> _Directions_: Filter the records below, keeping only the lines that contain the word "blue". Copy each of those lines unchanged.

— Begin Data shown —

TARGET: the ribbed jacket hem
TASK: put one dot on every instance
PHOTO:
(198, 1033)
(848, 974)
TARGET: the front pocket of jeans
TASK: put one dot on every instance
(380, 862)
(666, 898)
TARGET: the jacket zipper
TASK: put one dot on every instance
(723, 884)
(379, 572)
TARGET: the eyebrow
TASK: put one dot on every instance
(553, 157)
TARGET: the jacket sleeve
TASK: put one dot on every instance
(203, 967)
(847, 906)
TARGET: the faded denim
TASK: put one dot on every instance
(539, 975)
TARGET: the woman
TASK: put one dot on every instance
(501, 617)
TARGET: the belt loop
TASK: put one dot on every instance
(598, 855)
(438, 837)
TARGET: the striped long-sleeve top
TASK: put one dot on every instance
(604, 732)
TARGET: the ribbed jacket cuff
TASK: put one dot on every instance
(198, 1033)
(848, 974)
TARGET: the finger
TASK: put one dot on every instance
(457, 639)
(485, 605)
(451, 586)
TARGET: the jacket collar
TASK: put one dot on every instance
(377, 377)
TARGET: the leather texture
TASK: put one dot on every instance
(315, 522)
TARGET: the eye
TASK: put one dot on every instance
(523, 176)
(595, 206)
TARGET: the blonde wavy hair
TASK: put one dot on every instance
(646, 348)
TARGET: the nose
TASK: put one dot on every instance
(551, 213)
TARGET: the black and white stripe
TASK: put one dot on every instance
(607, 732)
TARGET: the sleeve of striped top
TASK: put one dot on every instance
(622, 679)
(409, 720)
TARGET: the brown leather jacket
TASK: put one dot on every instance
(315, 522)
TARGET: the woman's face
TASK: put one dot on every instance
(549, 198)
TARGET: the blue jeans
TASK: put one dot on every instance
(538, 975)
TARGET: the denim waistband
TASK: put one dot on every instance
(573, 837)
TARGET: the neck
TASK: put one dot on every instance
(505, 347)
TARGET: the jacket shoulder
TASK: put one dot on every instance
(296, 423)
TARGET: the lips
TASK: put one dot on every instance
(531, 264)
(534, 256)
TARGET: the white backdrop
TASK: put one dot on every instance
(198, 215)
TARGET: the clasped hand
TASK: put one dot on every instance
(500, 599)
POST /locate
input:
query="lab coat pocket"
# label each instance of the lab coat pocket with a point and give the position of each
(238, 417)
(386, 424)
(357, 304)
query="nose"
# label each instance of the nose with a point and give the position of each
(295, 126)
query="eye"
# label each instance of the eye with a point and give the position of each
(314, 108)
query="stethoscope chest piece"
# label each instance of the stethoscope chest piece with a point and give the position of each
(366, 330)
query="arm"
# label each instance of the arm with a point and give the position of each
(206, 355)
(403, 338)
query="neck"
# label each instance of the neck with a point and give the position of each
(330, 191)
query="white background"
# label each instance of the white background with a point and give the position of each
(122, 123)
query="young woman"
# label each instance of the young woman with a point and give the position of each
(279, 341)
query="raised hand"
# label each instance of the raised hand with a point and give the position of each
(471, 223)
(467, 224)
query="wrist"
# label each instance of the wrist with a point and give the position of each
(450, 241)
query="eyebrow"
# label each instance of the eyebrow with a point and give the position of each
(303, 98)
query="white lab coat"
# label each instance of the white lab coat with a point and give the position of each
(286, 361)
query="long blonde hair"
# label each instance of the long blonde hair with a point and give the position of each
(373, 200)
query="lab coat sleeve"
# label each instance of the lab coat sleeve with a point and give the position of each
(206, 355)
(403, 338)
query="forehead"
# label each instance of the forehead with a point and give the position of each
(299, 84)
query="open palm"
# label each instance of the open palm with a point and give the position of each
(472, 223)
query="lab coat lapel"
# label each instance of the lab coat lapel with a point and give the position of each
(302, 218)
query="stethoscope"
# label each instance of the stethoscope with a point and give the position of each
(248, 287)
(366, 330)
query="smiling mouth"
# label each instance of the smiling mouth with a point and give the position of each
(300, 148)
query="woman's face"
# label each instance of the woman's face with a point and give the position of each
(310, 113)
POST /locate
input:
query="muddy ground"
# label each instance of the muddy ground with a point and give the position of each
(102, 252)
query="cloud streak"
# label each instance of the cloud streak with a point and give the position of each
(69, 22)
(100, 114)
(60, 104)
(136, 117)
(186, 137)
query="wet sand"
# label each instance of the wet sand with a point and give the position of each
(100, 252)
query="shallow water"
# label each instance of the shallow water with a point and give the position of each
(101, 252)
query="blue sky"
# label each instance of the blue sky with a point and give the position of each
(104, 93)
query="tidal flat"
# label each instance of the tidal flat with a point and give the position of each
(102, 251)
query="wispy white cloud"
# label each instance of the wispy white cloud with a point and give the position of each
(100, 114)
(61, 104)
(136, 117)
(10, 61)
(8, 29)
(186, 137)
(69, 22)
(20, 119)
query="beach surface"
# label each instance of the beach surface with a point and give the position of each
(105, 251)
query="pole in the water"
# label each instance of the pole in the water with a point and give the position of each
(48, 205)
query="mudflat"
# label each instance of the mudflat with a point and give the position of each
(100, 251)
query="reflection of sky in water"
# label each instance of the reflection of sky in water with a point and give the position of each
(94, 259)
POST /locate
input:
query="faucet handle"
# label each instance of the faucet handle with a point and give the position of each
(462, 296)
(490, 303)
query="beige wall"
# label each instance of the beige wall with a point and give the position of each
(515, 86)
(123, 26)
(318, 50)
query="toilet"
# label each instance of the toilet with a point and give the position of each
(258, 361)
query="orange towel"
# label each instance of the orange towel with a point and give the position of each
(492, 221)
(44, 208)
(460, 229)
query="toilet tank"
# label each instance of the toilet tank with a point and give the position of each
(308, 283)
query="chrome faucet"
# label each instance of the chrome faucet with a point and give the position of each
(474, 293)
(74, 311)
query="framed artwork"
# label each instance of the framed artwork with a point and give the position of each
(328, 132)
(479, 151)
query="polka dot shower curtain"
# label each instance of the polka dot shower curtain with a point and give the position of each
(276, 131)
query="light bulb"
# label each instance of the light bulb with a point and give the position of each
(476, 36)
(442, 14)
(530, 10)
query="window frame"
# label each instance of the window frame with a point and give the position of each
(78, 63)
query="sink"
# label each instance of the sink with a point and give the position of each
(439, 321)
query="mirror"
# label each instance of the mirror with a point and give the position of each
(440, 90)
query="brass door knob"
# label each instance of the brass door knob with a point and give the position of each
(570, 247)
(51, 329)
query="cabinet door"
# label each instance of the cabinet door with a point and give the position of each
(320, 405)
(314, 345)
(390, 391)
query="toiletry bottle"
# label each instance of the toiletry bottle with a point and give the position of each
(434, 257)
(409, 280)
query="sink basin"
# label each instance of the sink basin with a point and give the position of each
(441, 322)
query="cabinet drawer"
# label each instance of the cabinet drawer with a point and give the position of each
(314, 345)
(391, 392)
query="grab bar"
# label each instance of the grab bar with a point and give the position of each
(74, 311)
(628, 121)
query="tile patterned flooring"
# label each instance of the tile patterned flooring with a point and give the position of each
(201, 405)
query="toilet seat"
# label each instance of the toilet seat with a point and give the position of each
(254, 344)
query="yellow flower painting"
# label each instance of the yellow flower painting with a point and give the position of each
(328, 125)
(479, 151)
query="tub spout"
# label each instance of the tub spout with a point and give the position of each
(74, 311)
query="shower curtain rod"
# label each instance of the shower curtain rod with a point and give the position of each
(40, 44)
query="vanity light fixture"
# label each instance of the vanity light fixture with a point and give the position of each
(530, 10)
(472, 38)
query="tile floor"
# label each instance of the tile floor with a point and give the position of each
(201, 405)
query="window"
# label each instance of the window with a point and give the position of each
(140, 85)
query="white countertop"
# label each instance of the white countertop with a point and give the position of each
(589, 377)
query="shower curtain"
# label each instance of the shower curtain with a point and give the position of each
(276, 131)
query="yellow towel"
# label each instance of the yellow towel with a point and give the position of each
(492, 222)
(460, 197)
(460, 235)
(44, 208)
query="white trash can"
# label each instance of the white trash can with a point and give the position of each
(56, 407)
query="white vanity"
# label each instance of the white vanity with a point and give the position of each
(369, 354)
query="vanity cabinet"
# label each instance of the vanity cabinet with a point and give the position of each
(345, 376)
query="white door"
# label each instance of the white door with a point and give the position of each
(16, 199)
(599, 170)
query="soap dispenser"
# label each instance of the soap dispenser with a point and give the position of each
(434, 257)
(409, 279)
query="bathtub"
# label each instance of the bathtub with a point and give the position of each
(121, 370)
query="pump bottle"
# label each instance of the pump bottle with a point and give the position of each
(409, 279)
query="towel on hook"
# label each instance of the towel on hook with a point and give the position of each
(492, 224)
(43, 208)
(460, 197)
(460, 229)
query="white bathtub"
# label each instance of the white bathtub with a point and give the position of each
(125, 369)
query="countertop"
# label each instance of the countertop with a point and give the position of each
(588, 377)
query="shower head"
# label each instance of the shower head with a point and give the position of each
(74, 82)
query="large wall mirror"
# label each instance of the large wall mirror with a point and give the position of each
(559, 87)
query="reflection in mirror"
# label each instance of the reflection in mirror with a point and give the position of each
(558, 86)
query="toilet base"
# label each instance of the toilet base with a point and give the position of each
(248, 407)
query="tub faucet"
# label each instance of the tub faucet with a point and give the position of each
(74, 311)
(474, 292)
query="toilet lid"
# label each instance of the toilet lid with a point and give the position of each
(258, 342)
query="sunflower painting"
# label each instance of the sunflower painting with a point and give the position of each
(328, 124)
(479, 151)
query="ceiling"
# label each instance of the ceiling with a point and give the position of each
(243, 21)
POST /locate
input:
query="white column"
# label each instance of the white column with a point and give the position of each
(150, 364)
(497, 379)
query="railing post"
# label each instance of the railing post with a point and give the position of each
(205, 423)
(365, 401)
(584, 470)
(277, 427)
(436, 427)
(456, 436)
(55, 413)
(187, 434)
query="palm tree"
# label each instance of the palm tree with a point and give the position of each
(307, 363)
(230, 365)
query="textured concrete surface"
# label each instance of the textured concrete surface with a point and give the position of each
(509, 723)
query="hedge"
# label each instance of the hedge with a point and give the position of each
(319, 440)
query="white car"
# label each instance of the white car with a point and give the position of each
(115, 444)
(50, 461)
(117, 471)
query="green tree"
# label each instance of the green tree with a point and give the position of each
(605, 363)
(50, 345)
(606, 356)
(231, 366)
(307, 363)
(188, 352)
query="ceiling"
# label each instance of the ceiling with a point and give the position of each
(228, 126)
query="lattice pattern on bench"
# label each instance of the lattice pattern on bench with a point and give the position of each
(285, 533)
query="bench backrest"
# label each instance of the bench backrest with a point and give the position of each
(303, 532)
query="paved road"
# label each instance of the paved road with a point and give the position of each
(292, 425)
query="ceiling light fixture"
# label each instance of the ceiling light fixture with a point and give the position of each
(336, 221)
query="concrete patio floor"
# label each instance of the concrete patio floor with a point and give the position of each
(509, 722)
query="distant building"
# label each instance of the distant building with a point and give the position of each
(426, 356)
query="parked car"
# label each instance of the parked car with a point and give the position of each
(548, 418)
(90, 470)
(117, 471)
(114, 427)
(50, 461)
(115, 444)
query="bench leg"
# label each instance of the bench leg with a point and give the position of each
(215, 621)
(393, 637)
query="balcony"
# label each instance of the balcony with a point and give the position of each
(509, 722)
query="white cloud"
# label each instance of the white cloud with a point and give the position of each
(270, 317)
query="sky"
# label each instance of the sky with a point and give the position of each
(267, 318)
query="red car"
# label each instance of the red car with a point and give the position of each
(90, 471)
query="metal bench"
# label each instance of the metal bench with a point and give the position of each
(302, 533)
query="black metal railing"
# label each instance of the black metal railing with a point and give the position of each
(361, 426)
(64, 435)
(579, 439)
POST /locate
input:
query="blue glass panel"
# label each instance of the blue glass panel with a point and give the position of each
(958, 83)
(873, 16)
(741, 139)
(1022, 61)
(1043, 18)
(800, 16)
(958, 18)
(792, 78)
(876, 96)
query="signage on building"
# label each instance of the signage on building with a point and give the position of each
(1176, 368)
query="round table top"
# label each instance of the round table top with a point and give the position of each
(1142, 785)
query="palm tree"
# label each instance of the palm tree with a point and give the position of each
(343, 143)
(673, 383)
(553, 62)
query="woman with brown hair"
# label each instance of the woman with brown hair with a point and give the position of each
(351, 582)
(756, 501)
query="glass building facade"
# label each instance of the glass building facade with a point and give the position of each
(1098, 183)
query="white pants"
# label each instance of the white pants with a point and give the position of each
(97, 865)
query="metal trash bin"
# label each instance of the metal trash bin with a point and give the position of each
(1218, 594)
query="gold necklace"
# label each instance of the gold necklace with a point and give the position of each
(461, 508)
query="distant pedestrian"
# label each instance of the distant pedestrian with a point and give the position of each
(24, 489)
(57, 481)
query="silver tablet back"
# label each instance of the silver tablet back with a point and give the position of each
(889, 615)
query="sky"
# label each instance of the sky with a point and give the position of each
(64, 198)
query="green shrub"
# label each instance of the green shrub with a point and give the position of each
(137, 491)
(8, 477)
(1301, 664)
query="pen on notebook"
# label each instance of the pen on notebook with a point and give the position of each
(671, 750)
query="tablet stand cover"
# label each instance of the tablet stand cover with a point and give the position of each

— End Data shown —

> _Response_:
TARGET: the blue jeans
query="blue sky"
# label each instance of the blue sky with a point and give the position of each
query="blue glass panel"
# label each instance of the blue glass panel with a point and give the position of each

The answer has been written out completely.